• _What the exercise asks_
All records need to be reproduced exactly. Keep every word as it is.
Supplied data below:
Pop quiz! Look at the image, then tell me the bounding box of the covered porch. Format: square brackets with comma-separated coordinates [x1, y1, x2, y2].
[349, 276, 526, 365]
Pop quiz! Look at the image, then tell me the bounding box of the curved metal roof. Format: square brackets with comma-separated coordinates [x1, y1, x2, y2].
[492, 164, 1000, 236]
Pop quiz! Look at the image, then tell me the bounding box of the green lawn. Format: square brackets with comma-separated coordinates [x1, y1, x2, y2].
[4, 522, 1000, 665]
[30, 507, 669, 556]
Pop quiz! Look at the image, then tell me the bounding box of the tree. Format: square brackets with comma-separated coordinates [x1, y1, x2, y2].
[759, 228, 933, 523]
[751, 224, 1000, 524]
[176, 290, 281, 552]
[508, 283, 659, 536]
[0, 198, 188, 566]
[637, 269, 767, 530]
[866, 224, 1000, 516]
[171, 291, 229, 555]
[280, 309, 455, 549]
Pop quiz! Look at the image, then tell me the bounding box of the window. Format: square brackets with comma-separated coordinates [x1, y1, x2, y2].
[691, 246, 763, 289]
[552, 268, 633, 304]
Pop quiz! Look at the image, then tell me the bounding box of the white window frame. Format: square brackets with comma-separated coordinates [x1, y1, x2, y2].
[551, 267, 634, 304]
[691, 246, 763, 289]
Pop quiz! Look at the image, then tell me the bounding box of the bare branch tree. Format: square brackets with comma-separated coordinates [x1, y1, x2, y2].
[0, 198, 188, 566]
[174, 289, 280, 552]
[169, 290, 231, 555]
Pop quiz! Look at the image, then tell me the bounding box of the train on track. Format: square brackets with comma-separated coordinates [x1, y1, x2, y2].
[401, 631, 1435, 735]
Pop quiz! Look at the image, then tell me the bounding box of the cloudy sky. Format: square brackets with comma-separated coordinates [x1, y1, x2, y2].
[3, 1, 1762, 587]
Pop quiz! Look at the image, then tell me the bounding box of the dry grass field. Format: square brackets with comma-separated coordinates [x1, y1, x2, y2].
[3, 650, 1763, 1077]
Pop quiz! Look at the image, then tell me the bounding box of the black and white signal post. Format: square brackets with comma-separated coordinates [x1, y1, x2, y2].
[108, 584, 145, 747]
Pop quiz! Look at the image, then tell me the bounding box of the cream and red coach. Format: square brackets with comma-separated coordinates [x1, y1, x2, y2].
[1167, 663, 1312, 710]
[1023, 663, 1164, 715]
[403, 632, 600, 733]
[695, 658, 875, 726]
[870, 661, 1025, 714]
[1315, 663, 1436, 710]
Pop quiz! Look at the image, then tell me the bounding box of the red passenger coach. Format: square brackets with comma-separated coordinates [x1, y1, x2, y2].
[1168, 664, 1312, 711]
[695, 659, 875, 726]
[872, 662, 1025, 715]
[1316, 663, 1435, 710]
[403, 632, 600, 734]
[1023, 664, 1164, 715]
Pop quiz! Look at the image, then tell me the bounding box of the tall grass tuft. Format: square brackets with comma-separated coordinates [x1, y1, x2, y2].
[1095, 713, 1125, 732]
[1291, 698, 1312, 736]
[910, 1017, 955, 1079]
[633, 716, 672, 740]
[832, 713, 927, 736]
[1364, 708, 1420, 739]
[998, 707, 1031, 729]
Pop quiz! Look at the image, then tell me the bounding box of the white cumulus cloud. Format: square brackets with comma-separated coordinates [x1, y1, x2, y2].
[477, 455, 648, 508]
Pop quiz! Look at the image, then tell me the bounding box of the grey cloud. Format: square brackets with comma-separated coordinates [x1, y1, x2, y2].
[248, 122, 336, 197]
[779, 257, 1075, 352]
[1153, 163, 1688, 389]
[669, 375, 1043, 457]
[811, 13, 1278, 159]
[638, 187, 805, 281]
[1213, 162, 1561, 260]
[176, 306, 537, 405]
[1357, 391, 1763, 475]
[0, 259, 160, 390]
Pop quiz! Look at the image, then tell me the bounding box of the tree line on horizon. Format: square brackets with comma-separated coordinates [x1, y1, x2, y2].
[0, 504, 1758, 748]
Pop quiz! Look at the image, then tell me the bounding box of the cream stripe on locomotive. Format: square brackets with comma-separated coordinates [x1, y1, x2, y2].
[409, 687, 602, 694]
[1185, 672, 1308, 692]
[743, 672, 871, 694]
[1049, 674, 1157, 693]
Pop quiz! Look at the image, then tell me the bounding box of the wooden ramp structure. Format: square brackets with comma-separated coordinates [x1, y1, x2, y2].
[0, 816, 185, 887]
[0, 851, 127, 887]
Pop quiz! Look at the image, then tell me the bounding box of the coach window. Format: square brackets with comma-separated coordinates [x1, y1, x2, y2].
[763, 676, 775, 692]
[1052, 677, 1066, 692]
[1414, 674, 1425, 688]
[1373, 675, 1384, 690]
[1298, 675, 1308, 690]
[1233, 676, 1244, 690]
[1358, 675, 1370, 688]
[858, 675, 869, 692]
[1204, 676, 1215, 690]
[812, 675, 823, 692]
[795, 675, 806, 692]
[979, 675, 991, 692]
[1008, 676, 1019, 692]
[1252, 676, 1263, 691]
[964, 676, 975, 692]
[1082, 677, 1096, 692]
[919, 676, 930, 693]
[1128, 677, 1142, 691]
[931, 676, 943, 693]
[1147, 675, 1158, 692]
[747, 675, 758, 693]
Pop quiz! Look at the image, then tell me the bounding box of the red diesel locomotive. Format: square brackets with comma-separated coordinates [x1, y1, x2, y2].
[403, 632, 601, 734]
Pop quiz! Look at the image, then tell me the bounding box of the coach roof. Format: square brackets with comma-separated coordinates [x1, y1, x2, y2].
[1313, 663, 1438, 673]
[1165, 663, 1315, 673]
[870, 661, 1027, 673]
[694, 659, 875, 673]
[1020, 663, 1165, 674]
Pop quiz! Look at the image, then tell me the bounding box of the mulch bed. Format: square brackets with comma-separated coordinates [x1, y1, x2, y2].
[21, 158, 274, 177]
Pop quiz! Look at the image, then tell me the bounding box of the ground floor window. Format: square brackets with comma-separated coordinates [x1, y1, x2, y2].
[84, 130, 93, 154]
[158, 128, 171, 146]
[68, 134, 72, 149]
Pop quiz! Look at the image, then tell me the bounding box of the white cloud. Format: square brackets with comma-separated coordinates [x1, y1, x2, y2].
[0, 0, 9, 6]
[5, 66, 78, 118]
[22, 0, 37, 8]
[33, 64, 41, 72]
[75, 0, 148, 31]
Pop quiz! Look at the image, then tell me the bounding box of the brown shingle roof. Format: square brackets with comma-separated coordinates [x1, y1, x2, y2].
End of Supplied data.
• _Your response_
Pop quiz! Look at the image, then tell me the bounding box of the covered porch. Format: square brackets with comma-separated coordinates [x1, y1, x2, y2].
[349, 276, 526, 365]
Pop quiz! Look at the image, then tell me the bounding box of the curved metal roof. Format: square brackets with comma-separated coordinates [x1, y1, x2, y2].
[492, 164, 1000, 236]
Pop quiz! Look at the image, then tell me the bounding box of the green lawn. Format: square brackets with comma-separated coordinates [x1, y1, x2, y2].
[4, 522, 1000, 665]
[30, 507, 669, 556]
Pop quiz! Look at the image, then tell me the bounding box of the tree. Format: square brackets with comma-separated coordinates [x1, y1, x2, y2].
[759, 228, 933, 523]
[751, 224, 1000, 524]
[176, 290, 281, 552]
[508, 283, 659, 536]
[0, 198, 188, 566]
[637, 269, 767, 530]
[866, 224, 1000, 516]
[171, 291, 229, 555]
[280, 309, 455, 549]
Pop quiz! Look at the image, then tell me the bounding box of the window. Format: square brackets with comma-separated coordinates [x1, y1, x2, y2].
[691, 246, 763, 289]
[552, 268, 633, 304]
Pop quiz! Look at the image, then tell me the bounding box of the white window frame. Format: square brackets with comma-separated coordinates [x1, y1, x2, y2].
[551, 267, 634, 304]
[691, 246, 763, 289]
Pop quiz! Look at the image, then tell me the bounding box of the bare branch tree. Format: square brackets with comma-separated coordinates [x1, y1, x2, y2].
[0, 198, 188, 566]
[174, 289, 280, 552]
[169, 290, 231, 555]
Pop quiz! Look at the image, then tell me the bounding box of the train on track. Format: square brackets with comma-separated coordinates [x1, y1, x2, y2].
[401, 631, 1435, 735]
Pop quiz! Look at the image, then tell me the bounding box of the cloudy sky. Format: square brackets with comma-separated coordinates [x1, y1, x2, y2].
[3, 1, 1762, 587]
Pop quiz! Look at the image, then tell me the bounding box of the dry grass field. Format: square brackets with comma-separated coordinates [x1, y1, x2, y2].
[3, 650, 1763, 1077]
Pop quiz! Look at the image, then tell me the bounding box of the black and white signal post. Format: square brackets with comma-separated coordinates [x1, y1, x2, y2].
[108, 584, 145, 747]
Pop quiz! Look at the image, then tell me the bounding box of the cream and red coach. Format: square brackets with comma-separated coordinates [x1, y1, x2, y2].
[1167, 663, 1312, 710]
[1023, 663, 1164, 715]
[403, 632, 600, 733]
[695, 658, 875, 726]
[870, 661, 1025, 714]
[1315, 663, 1436, 710]
Pop quiz! Look at the image, then tell me the bounding box of the red passenger coach. Format: square brackets with comma-separated coordinates [x1, y1, x2, y2].
[1168, 664, 1312, 711]
[695, 659, 875, 726]
[872, 662, 1025, 715]
[1316, 663, 1435, 710]
[403, 632, 600, 734]
[1023, 664, 1164, 715]
Pop quiz! Look at the image, then tell me the bounding box of the tall grass tuft. Format: square brackets with comma-separated coordinates [x1, y1, x2, y2].
[1095, 713, 1125, 732]
[1291, 698, 1312, 736]
[910, 1017, 955, 1079]
[633, 716, 672, 740]
[832, 713, 927, 736]
[1364, 708, 1420, 739]
[998, 707, 1031, 729]
Pop quiz! Look at the image, then tell me the bounding box of the white cumulus cloud. Format: square brackets with comma-separated coordinates [x1, y1, x2, y2].
[477, 455, 648, 508]
Pop quiz! Look at the image, then tell me the bounding box of the grey cloud. Format: square brackets with comma-separated coordinates [x1, y1, x2, y2].
[248, 122, 336, 197]
[779, 257, 1075, 352]
[1153, 163, 1688, 389]
[669, 375, 1043, 457]
[811, 13, 1278, 159]
[638, 187, 805, 281]
[1213, 162, 1561, 260]
[176, 306, 537, 405]
[1357, 391, 1763, 475]
[0, 259, 160, 390]
Pop quiz! Look at the image, then tell me the bounding box of the tree line on horizon. Format: square brackets with comma-separated coordinates [x1, y1, x2, y2].
[0, 504, 1758, 748]
Pop quiz! Look at the image, then tell me the bounding box of the cream stripe on locomotive. Format: square brackets with comma-separated coordinates [x1, y1, x2, y2].
[409, 687, 602, 694]
[1185, 672, 1308, 692]
[743, 672, 871, 694]
[1049, 674, 1157, 693]
Pop quiz! Look at the image, then tell me the bounding box of the wooden ramp structure. Format: square brackets with comma-separated coordinates [x1, y1, x2, y2].
[0, 816, 185, 887]
[0, 851, 127, 887]
Pop quiz! Look at the image, then tell me the bounding box of the coach window. Format: square brackets with comma-separated coordinates [x1, y1, x2, y2].
[763, 676, 775, 692]
[1052, 677, 1066, 692]
[1414, 674, 1425, 688]
[1373, 675, 1384, 690]
[1298, 675, 1308, 690]
[1233, 676, 1244, 690]
[1358, 675, 1370, 688]
[858, 675, 869, 692]
[1204, 676, 1215, 690]
[812, 675, 823, 692]
[795, 675, 806, 692]
[979, 675, 991, 692]
[1008, 676, 1019, 692]
[1252, 676, 1263, 691]
[964, 676, 975, 692]
[1082, 677, 1096, 692]
[919, 676, 930, 693]
[1128, 677, 1142, 691]
[931, 676, 943, 693]
[1147, 675, 1158, 692]
[747, 675, 758, 693]
Pop quiz! Look at the image, then tell me the bounding box of the red diesel locomotive. Format: square brackets with comma-separated coordinates [x1, y1, x2, y2].
[403, 632, 601, 734]
Pop quiz! Look at the image, then tell me the bounding box of the coach roof. Format: square brackets with comma-separated coordinates [x1, y1, x2, y2].
[1313, 663, 1438, 673]
[1165, 663, 1315, 673]
[870, 661, 1027, 673]
[694, 659, 875, 673]
[1020, 663, 1165, 674]
Pop quiz! Look at the image, then tell me the bounding box of the mulch bed. Format: square brackets with comma-separated coordinates [x1, y1, x2, y2].
[21, 158, 274, 177]
Pop quiz! Look at the image, then tell me the bounding box of the ground floor window. Format: square brackets with comma-separated coordinates [x1, y1, x2, y2].
[84, 130, 93, 154]
[158, 128, 171, 146]
[68, 134, 72, 149]
Pop quiz! Look at the image, then tell me the bounding box of the white cloud. Format: square brackets with comma-separated coordinates [x1, y1, x2, y2].
[0, 0, 9, 6]
[5, 66, 78, 118]
[22, 0, 37, 8]
[33, 64, 41, 72]
[75, 0, 148, 31]
Pop quiz! Look at the image, then tell me the bounding box of the brown shingle roof. Format: square brackets with comma-separated coordinates [x1, y1, x2, y2].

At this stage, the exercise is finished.